== DESCRIZIONE ESERCIZIO ==
Puoi citare testualmente dal brano sulla crisi del capitalismo il passo che comincia con le parole "È del resto" e si chiude dopo "porre stabile rimedio."?

== BRANO PROPOSTO ==
:::

Ieri
mattina a Radio 3 ascoltavo il solito dibattito sulla mancata crescita, la
disoccupazione, il lavoro precario e le relative proposte di rimedio a tutti
questi mali. Mi spiace dover esprimere un giudizio tanto assertivo, ma come
solito nell’appassionato dibattito dell’inclita guarnigione non è stata posta in luce una sola delle contraddizioni immanenti
al capitalismo (termine che rarissimamente in simili dibattiti viene evocato).
È del resto triste
dover constatare come la più importante legge dell’economia politica moderna venga
ignorata per motivi ideologici e di bottega; non tanto e non solo perché essa è
stata scoperta da Marx, bensì perché mostra come il capitale per valorizzarsi
incontri sempre maggiori difficoltà nel suo sviluppo accelerato, provocando al
contempo guasti sociali (e ambientali) sempre più gravi ai quali nessuna
politica riformistica può porre stabile rimedio.
Pertanto, vedo di sciorinare la lezioncina sul tema della crisi, avendo cura di guardare al movimento reale nelle sue leggi e non alle ombre proiettate sul fondo della caverna.
Pertanto, vedo di sciorinare la lezioncina sul tema della crisi, avendo cura di guardare al movimento reale nelle sue leggi e non alle ombre proiettate sul fondo della caverna.
*
Se
non si vuole fin dapprincipio menar il can per l’aia, oggetto dell’indagine da
cui bisogna necessariamente partire è il modo di produzione capitalistico,
considerato nelle sue leggi e nel suo processo storico. La fase attuale si
presenta sotto due aspetti tra loro strettamente correlati: da un lato lo
sviluppo accelerato indotto dalle nuove tecnologie, e, dall’altro e
corrispondentemente, il prevalere di una netta tendenza alla caduta del saggio
del profitto (*).

:::

== MATERIALE FORNITO ==
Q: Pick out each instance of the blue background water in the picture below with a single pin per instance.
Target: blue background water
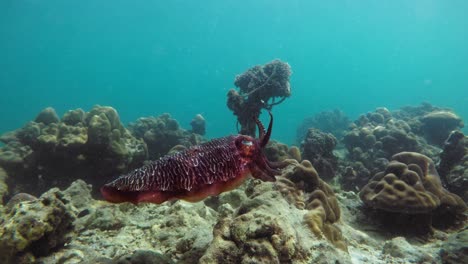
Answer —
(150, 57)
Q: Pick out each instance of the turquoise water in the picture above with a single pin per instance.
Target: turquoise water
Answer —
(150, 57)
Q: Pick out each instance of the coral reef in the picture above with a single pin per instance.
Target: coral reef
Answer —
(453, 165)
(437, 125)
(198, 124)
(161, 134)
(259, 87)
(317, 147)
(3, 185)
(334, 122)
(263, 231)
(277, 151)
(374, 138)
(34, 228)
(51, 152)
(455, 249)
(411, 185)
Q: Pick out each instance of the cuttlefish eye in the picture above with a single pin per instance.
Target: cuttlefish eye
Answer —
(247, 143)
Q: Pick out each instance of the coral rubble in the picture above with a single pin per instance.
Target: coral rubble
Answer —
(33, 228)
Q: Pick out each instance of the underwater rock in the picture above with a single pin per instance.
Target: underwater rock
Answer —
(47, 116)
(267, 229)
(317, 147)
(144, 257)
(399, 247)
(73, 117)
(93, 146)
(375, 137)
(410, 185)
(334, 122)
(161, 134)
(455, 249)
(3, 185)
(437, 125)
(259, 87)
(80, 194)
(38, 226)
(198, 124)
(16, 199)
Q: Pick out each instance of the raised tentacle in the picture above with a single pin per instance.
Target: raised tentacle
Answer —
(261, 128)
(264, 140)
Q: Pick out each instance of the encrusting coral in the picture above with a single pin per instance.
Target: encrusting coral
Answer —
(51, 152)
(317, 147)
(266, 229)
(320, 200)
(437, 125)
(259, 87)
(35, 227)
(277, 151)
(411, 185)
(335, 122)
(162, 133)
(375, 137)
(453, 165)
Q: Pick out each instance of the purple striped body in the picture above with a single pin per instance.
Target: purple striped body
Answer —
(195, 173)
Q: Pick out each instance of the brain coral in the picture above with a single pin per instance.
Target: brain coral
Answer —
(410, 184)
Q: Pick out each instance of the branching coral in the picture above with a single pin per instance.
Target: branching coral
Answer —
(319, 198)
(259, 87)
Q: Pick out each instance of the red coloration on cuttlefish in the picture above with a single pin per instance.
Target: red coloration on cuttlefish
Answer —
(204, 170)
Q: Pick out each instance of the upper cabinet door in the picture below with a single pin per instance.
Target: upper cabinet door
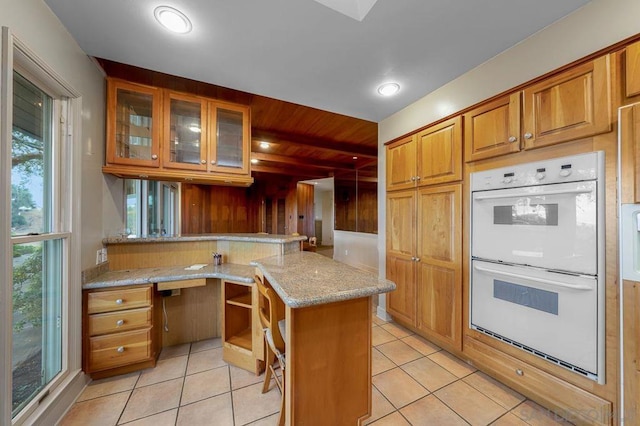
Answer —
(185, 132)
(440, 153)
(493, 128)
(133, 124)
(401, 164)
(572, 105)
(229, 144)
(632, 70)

:::

== COMPITO SVOLTO ==
È del resto triste
dover constatare come la più importante legge dell’economia politica moderna venga
ignorata per motivi ideologici e di bottega; non tanto e non solo perché essa è
stata scoperta da Marx, bensì perché mostra come il capitale per valorizzarsi
incontri sempre maggiori difficoltà nel suo sviluppo accelerato, provocando al
contempo guasti sociali (e ambientali) sempre più gravi ai quali nessuna
politica riformistica può porre stabile rimedio.